### PROBLEM
State only how many lines of the listing below contain the word "positive".

### Stored items from a collection
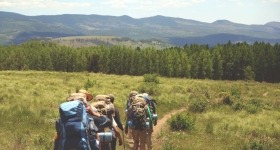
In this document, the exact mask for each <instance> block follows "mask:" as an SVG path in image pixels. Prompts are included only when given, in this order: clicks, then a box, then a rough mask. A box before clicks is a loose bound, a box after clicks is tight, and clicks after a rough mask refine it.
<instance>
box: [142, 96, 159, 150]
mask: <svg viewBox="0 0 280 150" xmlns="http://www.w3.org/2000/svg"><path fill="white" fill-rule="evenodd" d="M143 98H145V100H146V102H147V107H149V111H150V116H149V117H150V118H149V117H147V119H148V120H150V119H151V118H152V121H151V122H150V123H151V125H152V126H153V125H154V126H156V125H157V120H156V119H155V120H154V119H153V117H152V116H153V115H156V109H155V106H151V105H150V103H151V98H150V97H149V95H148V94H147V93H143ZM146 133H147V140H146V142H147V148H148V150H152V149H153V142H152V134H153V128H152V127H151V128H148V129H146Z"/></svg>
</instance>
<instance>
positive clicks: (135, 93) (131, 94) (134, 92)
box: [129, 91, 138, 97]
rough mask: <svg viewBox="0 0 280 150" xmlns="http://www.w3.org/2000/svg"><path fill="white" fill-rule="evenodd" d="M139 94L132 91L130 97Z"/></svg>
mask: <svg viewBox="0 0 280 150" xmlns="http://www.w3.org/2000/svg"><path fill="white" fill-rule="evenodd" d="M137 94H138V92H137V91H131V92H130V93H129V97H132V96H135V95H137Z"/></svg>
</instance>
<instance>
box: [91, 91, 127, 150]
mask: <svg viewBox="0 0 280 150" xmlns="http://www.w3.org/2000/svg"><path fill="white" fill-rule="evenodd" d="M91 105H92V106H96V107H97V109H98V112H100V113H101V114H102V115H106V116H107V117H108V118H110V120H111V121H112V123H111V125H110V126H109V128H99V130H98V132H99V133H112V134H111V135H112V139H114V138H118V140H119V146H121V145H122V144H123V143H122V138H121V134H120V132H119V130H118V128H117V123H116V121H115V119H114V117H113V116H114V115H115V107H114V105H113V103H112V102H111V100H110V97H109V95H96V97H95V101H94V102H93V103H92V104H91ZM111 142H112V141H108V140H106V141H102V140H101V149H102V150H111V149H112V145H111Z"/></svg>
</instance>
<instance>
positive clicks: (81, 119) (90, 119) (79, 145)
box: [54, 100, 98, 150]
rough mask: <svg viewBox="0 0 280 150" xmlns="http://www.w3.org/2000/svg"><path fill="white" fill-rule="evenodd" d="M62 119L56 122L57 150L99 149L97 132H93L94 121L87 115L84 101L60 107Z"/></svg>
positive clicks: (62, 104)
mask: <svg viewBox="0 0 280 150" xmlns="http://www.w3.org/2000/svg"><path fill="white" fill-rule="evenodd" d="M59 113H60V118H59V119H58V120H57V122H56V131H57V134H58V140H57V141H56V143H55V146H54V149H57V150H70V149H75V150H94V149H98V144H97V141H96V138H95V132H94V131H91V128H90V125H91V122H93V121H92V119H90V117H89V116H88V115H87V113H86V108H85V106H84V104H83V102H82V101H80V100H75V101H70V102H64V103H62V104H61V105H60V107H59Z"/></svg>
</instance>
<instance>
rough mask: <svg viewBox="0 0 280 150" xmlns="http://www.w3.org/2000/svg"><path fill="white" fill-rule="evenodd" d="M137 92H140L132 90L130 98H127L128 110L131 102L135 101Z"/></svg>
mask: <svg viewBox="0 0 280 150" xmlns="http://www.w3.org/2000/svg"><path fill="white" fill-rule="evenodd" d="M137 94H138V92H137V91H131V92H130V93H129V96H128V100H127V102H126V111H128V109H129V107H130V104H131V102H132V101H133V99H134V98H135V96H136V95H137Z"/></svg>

### RESPONSE BELOW
3